Exercise aim →
Make an exact copy of the entries, taking out every picture.

Information supplied →
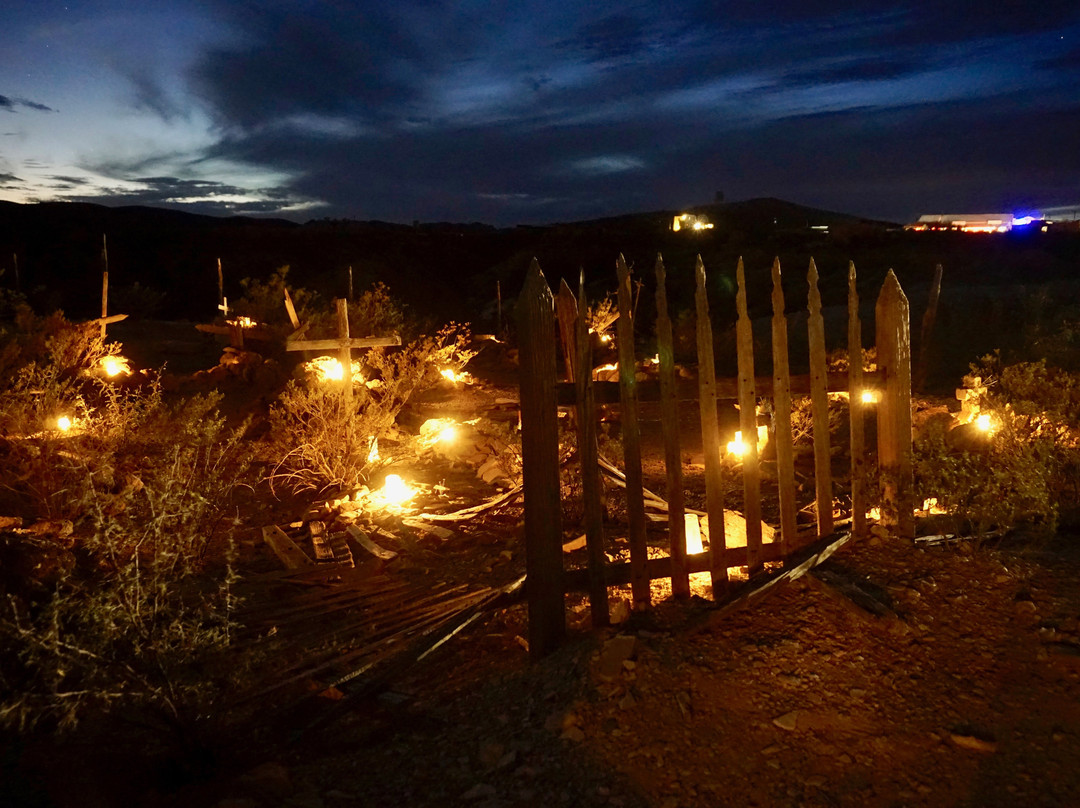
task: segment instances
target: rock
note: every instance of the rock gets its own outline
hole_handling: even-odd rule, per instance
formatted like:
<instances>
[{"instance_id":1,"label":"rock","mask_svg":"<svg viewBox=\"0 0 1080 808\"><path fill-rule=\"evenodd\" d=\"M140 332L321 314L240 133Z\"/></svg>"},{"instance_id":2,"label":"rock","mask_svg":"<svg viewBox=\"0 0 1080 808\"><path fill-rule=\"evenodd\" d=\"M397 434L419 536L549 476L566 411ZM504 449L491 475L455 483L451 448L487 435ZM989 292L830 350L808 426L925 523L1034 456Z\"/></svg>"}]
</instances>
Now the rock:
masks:
<instances>
[{"instance_id":1,"label":"rock","mask_svg":"<svg viewBox=\"0 0 1080 808\"><path fill-rule=\"evenodd\" d=\"M505 748L501 743L486 743L480 747L480 754L477 757L481 766L491 769L499 765L504 753Z\"/></svg>"},{"instance_id":2,"label":"rock","mask_svg":"<svg viewBox=\"0 0 1080 808\"><path fill-rule=\"evenodd\" d=\"M585 740L585 733L578 727L567 727L559 737L574 743L581 743Z\"/></svg>"},{"instance_id":3,"label":"rock","mask_svg":"<svg viewBox=\"0 0 1080 808\"><path fill-rule=\"evenodd\" d=\"M626 598L620 598L611 607L611 624L617 626L619 623L625 623L629 619L630 601Z\"/></svg>"},{"instance_id":4,"label":"rock","mask_svg":"<svg viewBox=\"0 0 1080 808\"><path fill-rule=\"evenodd\" d=\"M792 710L789 713L784 713L782 716L773 719L773 725L791 732L799 725L799 712L799 710Z\"/></svg>"},{"instance_id":5,"label":"rock","mask_svg":"<svg viewBox=\"0 0 1080 808\"><path fill-rule=\"evenodd\" d=\"M289 770L280 763L263 763L249 772L240 775L240 784L245 790L268 799L283 799L293 792Z\"/></svg>"},{"instance_id":6,"label":"rock","mask_svg":"<svg viewBox=\"0 0 1080 808\"><path fill-rule=\"evenodd\" d=\"M982 738L976 738L974 735L958 735L955 732L949 733L949 740L959 746L961 749L970 749L972 752L996 752L997 743L995 741L986 741Z\"/></svg>"},{"instance_id":7,"label":"rock","mask_svg":"<svg viewBox=\"0 0 1080 808\"><path fill-rule=\"evenodd\" d=\"M470 788L464 794L461 795L463 800L484 800L495 796L495 786L489 786L487 783L477 783Z\"/></svg>"},{"instance_id":8,"label":"rock","mask_svg":"<svg viewBox=\"0 0 1080 808\"><path fill-rule=\"evenodd\" d=\"M617 634L604 643L600 659L596 664L596 676L602 682L610 682L623 670L623 663L634 656L637 650L637 637L631 634Z\"/></svg>"}]
</instances>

Solution below →
task: segment instances
target: rock
note: every instance of the rock gets its own outline
hole_handling: even-odd rule, per instance
formatted like:
<instances>
[{"instance_id":1,"label":"rock","mask_svg":"<svg viewBox=\"0 0 1080 808\"><path fill-rule=\"evenodd\" d=\"M140 332L321 314L240 133Z\"/></svg>"},{"instance_id":2,"label":"rock","mask_svg":"<svg viewBox=\"0 0 1080 808\"><path fill-rule=\"evenodd\" d=\"M397 434L419 536L549 476L566 411ZM504 449L491 475L455 483L451 448L487 435ZM989 292L830 350L808 426L925 523L1034 456Z\"/></svg>"}]
</instances>
Now the rock:
masks:
<instances>
[{"instance_id":1,"label":"rock","mask_svg":"<svg viewBox=\"0 0 1080 808\"><path fill-rule=\"evenodd\" d=\"M505 748L501 743L486 743L480 747L480 754L477 757L481 766L491 769L499 765L504 753Z\"/></svg>"},{"instance_id":2,"label":"rock","mask_svg":"<svg viewBox=\"0 0 1080 808\"><path fill-rule=\"evenodd\" d=\"M585 740L585 733L578 727L567 727L559 737L574 743L581 743Z\"/></svg>"},{"instance_id":3,"label":"rock","mask_svg":"<svg viewBox=\"0 0 1080 808\"><path fill-rule=\"evenodd\" d=\"M626 598L620 598L611 607L611 624L617 626L619 623L625 623L629 619L630 601Z\"/></svg>"},{"instance_id":4,"label":"rock","mask_svg":"<svg viewBox=\"0 0 1080 808\"><path fill-rule=\"evenodd\" d=\"M792 710L789 713L784 713L782 716L773 719L773 725L791 732L799 725L799 712L799 710Z\"/></svg>"},{"instance_id":5,"label":"rock","mask_svg":"<svg viewBox=\"0 0 1080 808\"><path fill-rule=\"evenodd\" d=\"M289 770L280 763L263 763L249 772L240 775L240 784L245 790L268 799L283 799L293 792Z\"/></svg>"},{"instance_id":6,"label":"rock","mask_svg":"<svg viewBox=\"0 0 1080 808\"><path fill-rule=\"evenodd\" d=\"M982 738L976 738L974 735L958 735L955 732L949 733L949 740L959 746L961 749L970 749L972 752L996 752L997 743L995 741L986 741Z\"/></svg>"},{"instance_id":7,"label":"rock","mask_svg":"<svg viewBox=\"0 0 1080 808\"><path fill-rule=\"evenodd\" d=\"M470 788L464 794L461 795L463 800L484 800L495 796L495 786L489 786L487 783L477 783Z\"/></svg>"},{"instance_id":8,"label":"rock","mask_svg":"<svg viewBox=\"0 0 1080 808\"><path fill-rule=\"evenodd\" d=\"M617 634L604 643L600 659L596 664L596 676L602 682L610 682L623 670L623 663L634 656L637 650L637 637L631 634Z\"/></svg>"}]
</instances>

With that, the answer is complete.